What do the lines say from the one containing "Would you kindly locate the yellow" to the end of the records? Restate them word for word, and only those.

▶ RECORDS TO USE:
▼

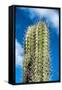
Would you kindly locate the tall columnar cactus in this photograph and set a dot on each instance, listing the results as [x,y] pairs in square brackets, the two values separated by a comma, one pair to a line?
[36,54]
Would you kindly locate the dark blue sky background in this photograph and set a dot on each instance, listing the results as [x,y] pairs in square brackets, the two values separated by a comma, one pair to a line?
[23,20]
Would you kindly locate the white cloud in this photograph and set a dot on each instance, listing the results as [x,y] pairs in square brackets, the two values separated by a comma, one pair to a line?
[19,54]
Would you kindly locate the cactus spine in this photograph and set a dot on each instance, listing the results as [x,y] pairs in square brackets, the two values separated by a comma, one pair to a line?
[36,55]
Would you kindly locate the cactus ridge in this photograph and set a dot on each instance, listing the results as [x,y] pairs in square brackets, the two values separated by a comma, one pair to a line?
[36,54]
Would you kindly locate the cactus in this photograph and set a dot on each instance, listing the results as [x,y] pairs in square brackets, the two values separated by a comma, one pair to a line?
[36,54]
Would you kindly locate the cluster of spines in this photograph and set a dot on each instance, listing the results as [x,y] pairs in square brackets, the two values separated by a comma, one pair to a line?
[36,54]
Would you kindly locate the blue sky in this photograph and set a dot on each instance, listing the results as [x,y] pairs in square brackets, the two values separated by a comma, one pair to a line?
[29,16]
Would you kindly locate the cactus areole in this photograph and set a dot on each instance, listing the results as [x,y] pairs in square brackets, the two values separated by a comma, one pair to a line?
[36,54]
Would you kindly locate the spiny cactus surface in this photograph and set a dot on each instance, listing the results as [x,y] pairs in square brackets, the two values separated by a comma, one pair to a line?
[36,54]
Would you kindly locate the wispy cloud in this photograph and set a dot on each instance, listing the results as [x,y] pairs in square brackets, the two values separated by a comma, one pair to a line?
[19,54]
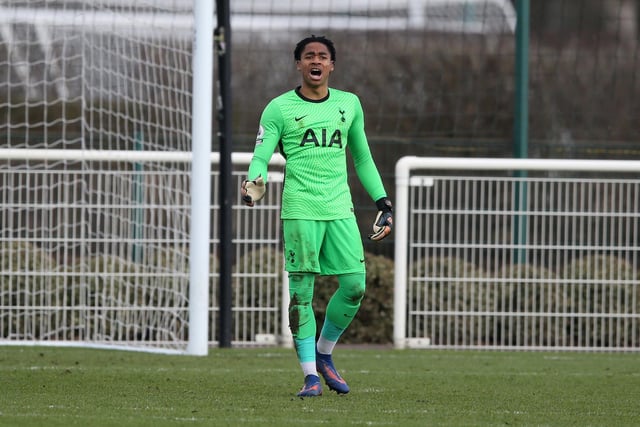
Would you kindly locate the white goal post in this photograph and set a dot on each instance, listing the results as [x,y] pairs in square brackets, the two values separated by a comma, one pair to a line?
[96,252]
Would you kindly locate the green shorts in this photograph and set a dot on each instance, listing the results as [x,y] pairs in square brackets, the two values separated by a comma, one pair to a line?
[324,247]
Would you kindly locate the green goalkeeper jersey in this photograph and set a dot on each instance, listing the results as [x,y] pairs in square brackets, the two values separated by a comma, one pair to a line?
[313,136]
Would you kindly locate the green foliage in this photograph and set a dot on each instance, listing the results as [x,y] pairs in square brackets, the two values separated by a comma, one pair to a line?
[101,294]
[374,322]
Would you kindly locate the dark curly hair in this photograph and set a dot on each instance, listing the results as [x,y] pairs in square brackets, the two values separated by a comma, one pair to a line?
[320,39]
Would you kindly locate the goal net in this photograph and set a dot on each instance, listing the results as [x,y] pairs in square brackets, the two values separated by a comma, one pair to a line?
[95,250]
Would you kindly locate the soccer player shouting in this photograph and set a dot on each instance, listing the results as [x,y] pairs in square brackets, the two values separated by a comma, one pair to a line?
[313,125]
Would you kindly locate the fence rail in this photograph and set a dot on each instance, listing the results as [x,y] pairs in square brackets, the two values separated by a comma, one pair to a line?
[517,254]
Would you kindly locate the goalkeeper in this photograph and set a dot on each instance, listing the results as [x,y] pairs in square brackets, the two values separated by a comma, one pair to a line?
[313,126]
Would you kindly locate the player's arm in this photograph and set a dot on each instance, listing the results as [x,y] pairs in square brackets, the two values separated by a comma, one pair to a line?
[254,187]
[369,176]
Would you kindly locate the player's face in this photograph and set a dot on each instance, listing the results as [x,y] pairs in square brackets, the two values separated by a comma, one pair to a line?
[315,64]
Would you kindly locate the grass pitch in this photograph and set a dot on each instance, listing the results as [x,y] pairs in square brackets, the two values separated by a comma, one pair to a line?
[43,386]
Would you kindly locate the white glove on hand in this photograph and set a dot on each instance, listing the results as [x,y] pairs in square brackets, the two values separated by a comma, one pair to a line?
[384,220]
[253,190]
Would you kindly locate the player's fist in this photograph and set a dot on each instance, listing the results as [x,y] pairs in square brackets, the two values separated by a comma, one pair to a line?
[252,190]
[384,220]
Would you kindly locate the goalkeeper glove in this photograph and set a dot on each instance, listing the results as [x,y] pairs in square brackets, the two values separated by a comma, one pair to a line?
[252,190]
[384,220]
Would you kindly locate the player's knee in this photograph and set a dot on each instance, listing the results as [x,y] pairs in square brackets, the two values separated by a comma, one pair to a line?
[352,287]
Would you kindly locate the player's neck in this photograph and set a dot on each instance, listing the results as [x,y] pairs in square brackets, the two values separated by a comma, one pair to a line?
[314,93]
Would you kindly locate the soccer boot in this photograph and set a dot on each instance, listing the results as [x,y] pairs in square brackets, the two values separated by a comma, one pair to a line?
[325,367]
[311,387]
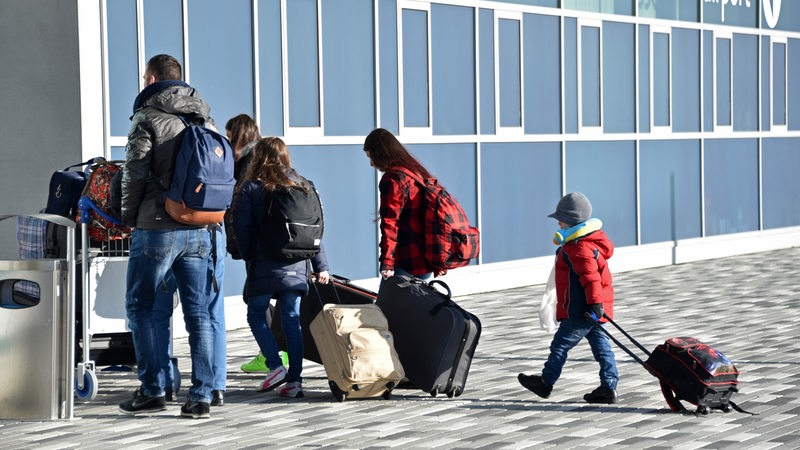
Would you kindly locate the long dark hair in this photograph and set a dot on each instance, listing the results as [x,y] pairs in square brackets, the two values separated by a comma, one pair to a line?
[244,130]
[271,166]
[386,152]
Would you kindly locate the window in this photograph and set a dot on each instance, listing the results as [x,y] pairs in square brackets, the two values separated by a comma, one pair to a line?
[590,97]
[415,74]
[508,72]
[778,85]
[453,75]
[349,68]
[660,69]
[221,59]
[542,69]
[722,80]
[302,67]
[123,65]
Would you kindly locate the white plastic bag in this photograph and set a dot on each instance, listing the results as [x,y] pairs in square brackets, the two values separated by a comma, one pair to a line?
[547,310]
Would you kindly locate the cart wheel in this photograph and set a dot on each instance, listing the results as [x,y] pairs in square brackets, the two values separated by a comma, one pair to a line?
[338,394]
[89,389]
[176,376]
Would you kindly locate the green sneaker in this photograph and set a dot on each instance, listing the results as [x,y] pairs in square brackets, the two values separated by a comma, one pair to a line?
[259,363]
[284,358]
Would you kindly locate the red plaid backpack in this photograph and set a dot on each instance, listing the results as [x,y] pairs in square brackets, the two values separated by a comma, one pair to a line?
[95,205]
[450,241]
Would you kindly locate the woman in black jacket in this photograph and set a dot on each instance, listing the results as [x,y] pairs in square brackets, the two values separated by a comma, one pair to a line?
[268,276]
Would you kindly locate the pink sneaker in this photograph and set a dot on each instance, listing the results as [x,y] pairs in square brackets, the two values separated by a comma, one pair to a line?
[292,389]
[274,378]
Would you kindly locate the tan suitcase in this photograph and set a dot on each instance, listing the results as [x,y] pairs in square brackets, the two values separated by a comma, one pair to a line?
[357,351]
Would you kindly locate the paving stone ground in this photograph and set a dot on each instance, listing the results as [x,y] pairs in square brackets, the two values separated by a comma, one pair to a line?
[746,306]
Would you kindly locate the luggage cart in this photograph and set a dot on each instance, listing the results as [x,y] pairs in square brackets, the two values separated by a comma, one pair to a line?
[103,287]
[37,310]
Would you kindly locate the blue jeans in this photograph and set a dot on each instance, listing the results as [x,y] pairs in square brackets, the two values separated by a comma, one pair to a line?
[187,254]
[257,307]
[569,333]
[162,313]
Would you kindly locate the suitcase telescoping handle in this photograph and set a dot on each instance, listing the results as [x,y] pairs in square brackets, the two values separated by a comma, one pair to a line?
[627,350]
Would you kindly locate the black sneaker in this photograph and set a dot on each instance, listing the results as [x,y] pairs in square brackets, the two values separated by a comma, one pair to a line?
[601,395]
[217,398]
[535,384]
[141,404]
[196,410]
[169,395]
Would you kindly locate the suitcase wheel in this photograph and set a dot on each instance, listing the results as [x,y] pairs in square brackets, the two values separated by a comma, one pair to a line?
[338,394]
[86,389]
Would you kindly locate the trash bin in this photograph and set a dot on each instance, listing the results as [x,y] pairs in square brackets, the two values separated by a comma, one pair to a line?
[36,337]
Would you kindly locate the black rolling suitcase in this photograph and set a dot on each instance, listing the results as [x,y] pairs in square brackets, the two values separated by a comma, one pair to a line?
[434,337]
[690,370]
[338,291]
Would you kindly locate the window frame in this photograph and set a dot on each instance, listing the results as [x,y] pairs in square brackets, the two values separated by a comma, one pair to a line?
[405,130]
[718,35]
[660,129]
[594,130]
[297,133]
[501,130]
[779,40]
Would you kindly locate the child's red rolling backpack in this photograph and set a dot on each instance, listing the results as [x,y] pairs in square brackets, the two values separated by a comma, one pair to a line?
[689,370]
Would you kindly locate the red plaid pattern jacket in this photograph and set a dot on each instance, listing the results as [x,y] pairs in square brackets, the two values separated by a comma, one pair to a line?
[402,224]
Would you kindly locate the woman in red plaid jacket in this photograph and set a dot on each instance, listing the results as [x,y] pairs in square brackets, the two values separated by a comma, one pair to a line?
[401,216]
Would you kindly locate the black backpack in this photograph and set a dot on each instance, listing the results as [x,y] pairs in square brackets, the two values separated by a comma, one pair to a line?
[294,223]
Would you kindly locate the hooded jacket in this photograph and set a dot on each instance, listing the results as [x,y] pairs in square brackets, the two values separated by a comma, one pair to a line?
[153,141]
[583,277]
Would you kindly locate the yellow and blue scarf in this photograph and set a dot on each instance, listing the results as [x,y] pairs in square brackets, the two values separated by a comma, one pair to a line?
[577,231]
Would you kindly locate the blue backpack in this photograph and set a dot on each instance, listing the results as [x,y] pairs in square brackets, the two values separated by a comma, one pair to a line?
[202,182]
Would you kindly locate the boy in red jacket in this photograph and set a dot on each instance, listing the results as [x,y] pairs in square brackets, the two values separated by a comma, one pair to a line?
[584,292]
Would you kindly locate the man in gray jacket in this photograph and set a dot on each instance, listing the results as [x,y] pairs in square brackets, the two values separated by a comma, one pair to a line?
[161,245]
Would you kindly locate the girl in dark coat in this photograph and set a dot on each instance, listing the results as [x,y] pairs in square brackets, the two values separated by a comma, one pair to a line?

▲

▶ THE RESPONSE:
Would you kindly locate the yellow and blue scarf in this photograph and set a dot on each instance, listing the results as [x,y] pairs in square brackets, the two values separated by a comma, one pair to a line?
[577,231]
Would you kindly locate the blue backpack in this photograph and set a dot on each instance, listing the results as [x,y] pairs in square brackets, the two values separated by a comma, one pair to a line?
[202,182]
Would you kindly locate the boy in red jacket in this photograph and set a dot on each instance, listing the results as [x,y] pairs in square brackets, the two values separated by a comma, one pair to a line?
[584,292]
Would you kindly locate the man in gray jacket in this photograph and set a dot on each instance, listing the results as [x,y] pairs in square brackets, the two values separated by a comma, one pair to a line?
[161,245]
Would you kindly locate the girl in dark coat in this photograph and set a dot on each instance, listing the results as [x,y] pairs in square brackets, the two values separated by a comma, one pair to a line?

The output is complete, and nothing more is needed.